Gather every line of the material below that contains the word "stone", matching its case exactly.

-- Begin --

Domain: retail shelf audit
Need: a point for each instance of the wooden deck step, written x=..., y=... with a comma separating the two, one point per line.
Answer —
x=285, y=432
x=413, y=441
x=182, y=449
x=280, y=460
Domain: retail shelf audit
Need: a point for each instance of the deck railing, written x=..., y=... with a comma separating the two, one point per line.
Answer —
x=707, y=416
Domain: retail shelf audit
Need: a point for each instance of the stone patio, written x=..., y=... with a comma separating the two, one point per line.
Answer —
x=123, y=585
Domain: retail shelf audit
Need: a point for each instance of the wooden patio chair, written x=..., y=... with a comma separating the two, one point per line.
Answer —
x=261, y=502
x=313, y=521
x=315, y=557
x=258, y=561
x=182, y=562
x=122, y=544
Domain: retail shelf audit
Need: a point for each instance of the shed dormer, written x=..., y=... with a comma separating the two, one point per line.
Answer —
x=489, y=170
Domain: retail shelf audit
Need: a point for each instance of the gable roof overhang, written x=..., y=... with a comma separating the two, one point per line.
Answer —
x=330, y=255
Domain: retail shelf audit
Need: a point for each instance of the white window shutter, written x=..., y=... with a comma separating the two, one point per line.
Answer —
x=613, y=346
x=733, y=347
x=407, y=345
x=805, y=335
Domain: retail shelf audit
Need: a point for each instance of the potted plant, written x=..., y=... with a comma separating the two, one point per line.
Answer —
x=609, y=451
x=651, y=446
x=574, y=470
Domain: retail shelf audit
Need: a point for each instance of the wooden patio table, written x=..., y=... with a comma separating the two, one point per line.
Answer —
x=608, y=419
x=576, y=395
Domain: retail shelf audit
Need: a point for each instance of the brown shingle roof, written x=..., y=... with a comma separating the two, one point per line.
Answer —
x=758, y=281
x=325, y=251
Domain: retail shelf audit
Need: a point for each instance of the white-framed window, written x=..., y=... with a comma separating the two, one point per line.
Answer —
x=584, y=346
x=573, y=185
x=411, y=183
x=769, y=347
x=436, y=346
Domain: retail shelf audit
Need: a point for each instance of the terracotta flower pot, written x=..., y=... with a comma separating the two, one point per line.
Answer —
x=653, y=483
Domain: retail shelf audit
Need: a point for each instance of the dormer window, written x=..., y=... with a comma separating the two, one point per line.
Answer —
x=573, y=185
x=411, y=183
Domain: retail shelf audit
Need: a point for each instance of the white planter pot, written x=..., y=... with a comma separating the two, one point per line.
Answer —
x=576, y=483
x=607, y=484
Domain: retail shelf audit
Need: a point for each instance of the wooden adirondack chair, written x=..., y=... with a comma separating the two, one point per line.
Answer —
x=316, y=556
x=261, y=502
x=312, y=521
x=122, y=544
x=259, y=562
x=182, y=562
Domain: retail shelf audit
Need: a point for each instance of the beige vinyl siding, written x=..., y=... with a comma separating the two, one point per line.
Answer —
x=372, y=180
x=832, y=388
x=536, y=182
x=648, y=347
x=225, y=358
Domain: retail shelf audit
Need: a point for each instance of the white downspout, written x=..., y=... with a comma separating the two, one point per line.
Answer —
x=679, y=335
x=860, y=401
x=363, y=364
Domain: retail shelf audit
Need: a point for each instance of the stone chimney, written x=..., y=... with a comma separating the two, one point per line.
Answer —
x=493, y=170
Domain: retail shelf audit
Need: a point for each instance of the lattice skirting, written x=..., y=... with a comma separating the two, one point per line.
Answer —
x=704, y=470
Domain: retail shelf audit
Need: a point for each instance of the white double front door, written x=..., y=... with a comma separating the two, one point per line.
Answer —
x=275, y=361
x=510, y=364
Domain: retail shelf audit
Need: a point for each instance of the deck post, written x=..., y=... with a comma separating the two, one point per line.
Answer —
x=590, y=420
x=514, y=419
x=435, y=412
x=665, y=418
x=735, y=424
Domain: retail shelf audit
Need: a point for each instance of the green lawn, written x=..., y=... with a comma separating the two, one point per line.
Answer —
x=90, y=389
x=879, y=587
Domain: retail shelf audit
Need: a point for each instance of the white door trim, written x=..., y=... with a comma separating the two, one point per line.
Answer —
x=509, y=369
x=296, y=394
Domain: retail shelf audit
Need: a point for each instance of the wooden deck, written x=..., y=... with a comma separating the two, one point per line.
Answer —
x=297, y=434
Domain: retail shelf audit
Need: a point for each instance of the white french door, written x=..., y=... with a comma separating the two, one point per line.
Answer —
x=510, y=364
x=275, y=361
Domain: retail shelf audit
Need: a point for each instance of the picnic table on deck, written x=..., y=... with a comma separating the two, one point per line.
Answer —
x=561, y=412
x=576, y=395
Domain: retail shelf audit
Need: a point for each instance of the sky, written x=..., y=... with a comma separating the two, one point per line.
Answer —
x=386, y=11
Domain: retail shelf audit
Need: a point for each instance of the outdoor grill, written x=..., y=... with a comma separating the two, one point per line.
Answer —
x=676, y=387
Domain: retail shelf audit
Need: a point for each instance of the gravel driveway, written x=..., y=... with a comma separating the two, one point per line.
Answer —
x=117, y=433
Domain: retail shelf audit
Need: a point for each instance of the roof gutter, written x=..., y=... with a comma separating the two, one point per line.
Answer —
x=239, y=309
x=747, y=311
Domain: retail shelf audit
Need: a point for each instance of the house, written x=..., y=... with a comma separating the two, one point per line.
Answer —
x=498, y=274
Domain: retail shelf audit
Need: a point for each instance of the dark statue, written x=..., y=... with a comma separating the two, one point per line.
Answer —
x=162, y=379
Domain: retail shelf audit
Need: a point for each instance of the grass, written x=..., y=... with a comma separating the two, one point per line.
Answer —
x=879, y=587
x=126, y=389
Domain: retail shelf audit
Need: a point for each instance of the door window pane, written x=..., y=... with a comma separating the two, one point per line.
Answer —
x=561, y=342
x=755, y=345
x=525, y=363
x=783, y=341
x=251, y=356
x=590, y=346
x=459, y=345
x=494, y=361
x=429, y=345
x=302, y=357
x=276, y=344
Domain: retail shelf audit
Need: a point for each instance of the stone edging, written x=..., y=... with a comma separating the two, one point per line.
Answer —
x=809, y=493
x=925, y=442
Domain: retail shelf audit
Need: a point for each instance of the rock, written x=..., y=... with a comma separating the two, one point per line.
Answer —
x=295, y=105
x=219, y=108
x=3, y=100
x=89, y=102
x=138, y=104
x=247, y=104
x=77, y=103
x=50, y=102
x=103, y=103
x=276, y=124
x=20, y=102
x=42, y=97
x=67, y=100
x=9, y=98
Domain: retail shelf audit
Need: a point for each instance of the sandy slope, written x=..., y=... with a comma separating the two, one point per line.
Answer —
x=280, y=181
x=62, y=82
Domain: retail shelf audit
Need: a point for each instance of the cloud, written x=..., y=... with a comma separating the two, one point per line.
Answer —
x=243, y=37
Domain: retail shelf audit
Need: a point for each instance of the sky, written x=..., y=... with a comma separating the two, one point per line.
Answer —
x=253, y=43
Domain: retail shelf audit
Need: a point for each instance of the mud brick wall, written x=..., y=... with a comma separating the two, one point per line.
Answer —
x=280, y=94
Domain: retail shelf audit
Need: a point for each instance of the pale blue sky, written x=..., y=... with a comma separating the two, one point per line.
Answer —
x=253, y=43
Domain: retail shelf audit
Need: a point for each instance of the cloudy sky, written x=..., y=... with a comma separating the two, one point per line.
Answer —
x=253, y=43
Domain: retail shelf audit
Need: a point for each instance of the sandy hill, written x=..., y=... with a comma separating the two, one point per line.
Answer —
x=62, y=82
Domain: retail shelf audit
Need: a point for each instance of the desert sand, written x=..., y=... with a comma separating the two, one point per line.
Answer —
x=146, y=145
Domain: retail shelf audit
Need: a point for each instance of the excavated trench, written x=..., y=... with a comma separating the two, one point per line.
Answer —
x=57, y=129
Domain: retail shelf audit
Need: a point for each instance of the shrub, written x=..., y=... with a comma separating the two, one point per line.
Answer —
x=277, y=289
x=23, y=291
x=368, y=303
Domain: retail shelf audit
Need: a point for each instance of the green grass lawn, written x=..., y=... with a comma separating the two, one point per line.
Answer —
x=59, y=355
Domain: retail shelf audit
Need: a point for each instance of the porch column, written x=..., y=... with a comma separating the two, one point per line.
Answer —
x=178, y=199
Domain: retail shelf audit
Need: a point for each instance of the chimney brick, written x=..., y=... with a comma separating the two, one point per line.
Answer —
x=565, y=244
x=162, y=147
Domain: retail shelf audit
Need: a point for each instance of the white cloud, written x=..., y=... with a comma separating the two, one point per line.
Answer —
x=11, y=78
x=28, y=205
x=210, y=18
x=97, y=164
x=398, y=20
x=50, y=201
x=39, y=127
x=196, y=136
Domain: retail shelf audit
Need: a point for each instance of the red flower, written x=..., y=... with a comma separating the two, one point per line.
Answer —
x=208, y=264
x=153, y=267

-- End --

» Output of the exercise
Need: a point for each instance of the stone patio, written x=..., y=... with a comma separating the two, one point per line.
Need: a point for each instance of the stone chimney, written x=..., y=... with a comma separating the two, one point per line.
Need: a point for each instance of the stone edging, written x=..., y=... with a comma separating the two, one point per line.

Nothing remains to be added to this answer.